▶ [Data supplied]:
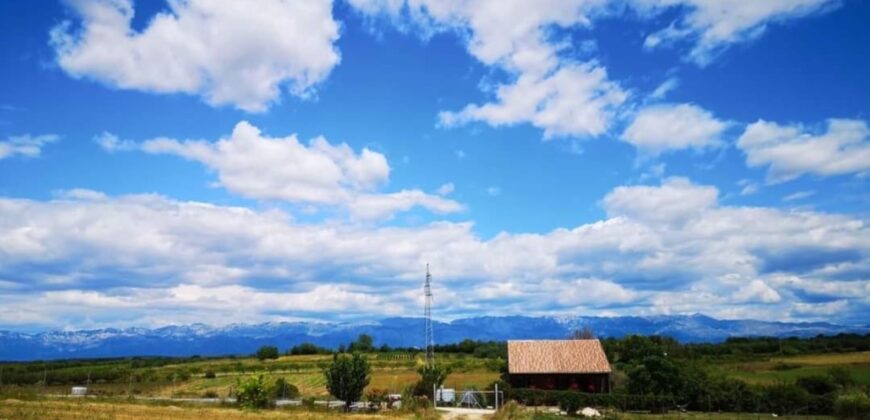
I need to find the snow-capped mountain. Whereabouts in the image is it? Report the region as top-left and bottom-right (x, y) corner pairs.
(0, 315), (870, 361)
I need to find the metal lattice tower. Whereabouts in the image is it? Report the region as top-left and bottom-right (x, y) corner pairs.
(423, 264), (435, 366)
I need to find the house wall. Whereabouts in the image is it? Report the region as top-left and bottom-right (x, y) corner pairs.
(509, 373), (610, 393)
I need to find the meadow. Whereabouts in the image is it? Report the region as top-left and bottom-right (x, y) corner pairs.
(0, 336), (870, 419)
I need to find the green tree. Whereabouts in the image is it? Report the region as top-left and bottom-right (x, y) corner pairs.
(273, 378), (299, 400)
(348, 334), (375, 353)
(323, 353), (372, 411)
(628, 355), (683, 395)
(236, 375), (271, 409)
(257, 346), (279, 360)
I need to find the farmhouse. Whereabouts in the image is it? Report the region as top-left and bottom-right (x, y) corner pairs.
(508, 340), (611, 392)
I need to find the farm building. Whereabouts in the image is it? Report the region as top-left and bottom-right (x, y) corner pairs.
(508, 340), (611, 392)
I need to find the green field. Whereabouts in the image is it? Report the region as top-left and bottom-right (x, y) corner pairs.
(712, 352), (870, 386)
(0, 346), (870, 420)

▶ [Given problem]:
Collect every line of the items above that contains the string "green", treating uppercase and lowercase letters as distinct.

▶ [Answer]:
I need to find the green tree. Whereabouts in the image is it? Report the region as top-left and bottom-right (x, y) corner pairs.
I need to find the green field. Whereabouts in the image is it? Report the region as top-left and bottom-right (x, y) corner pairs.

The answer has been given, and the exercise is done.